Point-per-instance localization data
_ _ _ _

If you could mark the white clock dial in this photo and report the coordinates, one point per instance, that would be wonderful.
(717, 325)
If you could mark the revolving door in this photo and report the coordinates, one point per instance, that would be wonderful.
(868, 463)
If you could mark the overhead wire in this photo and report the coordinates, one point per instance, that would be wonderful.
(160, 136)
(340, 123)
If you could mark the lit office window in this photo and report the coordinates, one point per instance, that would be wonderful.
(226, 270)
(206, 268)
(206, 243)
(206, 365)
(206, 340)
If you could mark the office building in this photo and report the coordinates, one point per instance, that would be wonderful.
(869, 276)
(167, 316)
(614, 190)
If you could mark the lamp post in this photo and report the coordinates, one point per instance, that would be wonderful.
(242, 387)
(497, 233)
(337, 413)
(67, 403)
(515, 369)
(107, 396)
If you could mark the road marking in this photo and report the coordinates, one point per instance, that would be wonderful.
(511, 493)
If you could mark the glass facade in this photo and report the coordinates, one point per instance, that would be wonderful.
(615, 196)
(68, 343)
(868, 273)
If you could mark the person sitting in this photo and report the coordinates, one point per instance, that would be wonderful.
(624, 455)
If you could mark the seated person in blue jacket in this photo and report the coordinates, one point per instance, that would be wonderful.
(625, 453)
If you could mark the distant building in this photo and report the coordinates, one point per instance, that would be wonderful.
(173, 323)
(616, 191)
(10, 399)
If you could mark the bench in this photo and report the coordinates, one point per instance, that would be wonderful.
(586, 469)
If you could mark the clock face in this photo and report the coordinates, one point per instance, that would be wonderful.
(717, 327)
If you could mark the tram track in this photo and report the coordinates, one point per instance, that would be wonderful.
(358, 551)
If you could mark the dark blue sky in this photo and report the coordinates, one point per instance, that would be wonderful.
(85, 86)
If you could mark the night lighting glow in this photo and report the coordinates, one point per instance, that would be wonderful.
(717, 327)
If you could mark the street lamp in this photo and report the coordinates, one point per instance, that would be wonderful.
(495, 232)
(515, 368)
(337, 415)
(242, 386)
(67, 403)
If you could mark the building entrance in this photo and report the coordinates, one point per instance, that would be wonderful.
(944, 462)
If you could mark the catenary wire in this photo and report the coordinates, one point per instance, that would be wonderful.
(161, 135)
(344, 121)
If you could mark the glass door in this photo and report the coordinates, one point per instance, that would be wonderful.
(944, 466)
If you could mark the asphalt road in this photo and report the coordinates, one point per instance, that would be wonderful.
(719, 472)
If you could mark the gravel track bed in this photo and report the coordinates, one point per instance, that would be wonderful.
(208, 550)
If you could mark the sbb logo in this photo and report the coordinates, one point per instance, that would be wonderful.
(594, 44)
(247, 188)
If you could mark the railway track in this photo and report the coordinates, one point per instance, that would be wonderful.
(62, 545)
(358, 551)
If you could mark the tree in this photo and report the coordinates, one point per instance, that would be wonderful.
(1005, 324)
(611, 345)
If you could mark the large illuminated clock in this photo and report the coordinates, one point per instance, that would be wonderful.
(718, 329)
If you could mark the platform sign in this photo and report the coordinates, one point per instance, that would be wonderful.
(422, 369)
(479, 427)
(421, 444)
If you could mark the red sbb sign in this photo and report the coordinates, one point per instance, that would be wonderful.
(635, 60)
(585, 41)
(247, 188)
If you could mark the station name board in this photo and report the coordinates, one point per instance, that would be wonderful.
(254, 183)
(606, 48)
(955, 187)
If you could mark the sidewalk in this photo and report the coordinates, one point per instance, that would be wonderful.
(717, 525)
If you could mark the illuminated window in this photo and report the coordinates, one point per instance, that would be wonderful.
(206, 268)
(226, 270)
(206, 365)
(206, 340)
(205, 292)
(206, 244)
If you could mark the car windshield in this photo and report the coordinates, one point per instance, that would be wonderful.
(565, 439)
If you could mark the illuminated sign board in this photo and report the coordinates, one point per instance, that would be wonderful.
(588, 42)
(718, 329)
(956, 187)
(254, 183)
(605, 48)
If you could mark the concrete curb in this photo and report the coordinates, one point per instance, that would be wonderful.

_ _ _ _

Exercise instructions: Write the entries out once more, exactly as they were given.

Result of this task:
If you could mark the white clock dial in this photo and report the coordinates, one point per instance, that would be wonderful.
(717, 325)
If you could mark the revolving door in this photo and report the coordinates, one point per instance, that would be wonderful.
(868, 463)
If you could mark the overhead wire in this photo and report the coordinates, one point per instance, that would be wonderful.
(160, 136)
(340, 123)
If you could mark the lit office window in this photo and report the coordinates, one point per instance, that would be wonderful.
(226, 270)
(206, 268)
(206, 243)
(206, 365)
(206, 340)
If you could mark the office building in this photo and report the coordinates, one point per instance, that would be wonderful.
(869, 276)
(167, 316)
(614, 190)
If you could mark the lamp post in this photo and report the coordinates, one point per instance, that would be wonderful.
(242, 387)
(497, 233)
(337, 413)
(67, 403)
(515, 369)
(107, 396)
If you could mark the road marking in this photo and report the coordinates, one point per instance, that would be wonderful.
(511, 493)
If you could mark the glass facade in this photo and report the coordinates, one point per instance, that would be wonderful.
(615, 196)
(68, 343)
(868, 273)
If you could mark the person sitting in this photo and report the coordinates, one point per instance, that would be wonderful.
(624, 455)
If you could mark the seated person in blue jacket in this photo and report the coordinates, one point per instance, that would be wonderful.
(625, 453)
If you could mark the distant building in this photo and report the coordinates, one point per instance, that would be wonderful.
(173, 323)
(616, 191)
(10, 399)
If you could mark the bench in this photo and report the coordinates, one point per instance, that would be wonderful.
(586, 469)
If you could mark the clock face in this photo and report the coordinates, one point per instance, that would be wonderful.
(717, 327)
If you could mark the tram track in this photo and report the coordinates, one point per instance, that would be wonderful.
(358, 551)
If you could mark the dark blue sky in this photo and report the coordinates, one point per instance, that would be wonderful.
(85, 86)
If you could mark the night lighting glow in this photo and report the coordinates, one point per instance, that would be wonderful.
(717, 327)
If you could mark the street lamp in this photo and report the coordinates, one point per instance, that would be wonderful.
(495, 232)
(515, 368)
(337, 415)
(242, 386)
(67, 403)
If you could mark the building entrance in this photo and report the coordinates, one point per instance, that would be wonderful.
(944, 462)
If you could mark the catenary wire in this photo and report the coordinates, one point per instance, that would be wonderful.
(161, 135)
(344, 121)
If you could mark the glass door in this photo and report the coordinates, one point per instance, that would be wonderful.
(944, 466)
If you could mark the asphalt road in this photo and report the coordinates, one point per instance, that would be wonderful.
(719, 472)
If you could mark the gravel track bed in this photo and report the coordinates, one point per instance, that would be wonderful.
(208, 550)
If you could mark the sbb logo in this photo and report the coordinates, one point per instance, that would be wonderful.
(594, 44)
(247, 188)
If you could mark the railway track in this photo and report the coordinates, one point per instance, that would be wonderful.
(62, 545)
(358, 551)
If you could mark the tree in this photo and report the coordinates, one point per instance, that would be wonderful.
(1005, 324)
(611, 345)
If you could mark the large illuminated clock in this photo and report the coordinates, one point per instance, that would be wonderful.
(718, 329)
If you could mark the platform sign in this photo and report the coordinates, one point per instance, that would be wonderful.
(422, 369)
(479, 427)
(421, 444)
If you could mark the red sbb sign in this photo and report the coordinates, one point per instance, that would be wonderful.
(635, 60)
(585, 41)
(247, 188)
If you could mark the station name board in this photo and report the coordinates, one point per instance, that would be wonderful.
(254, 183)
(606, 48)
(955, 187)
If you could mark the sidewalk in this photo and report the coordinates, one point per instance, that would be wonderful.
(717, 525)
If you could mark the illuminated window in this photo and report the coordinates, one point per instance, that would be wonderful.
(206, 268)
(226, 270)
(206, 365)
(206, 340)
(205, 292)
(206, 244)
If you could mark the car windshield in this photo and report the coordinates, one point per instance, that would be wonderful.
(565, 439)
If you could mark the illuminated sign board in this photo and report the coordinates, one point per instance, that would be wonderful.
(588, 42)
(718, 329)
(956, 187)
(254, 183)
(605, 48)
If you could mark the concrete curb in this photo and report the coordinates, one point per instance, that would be wonderful.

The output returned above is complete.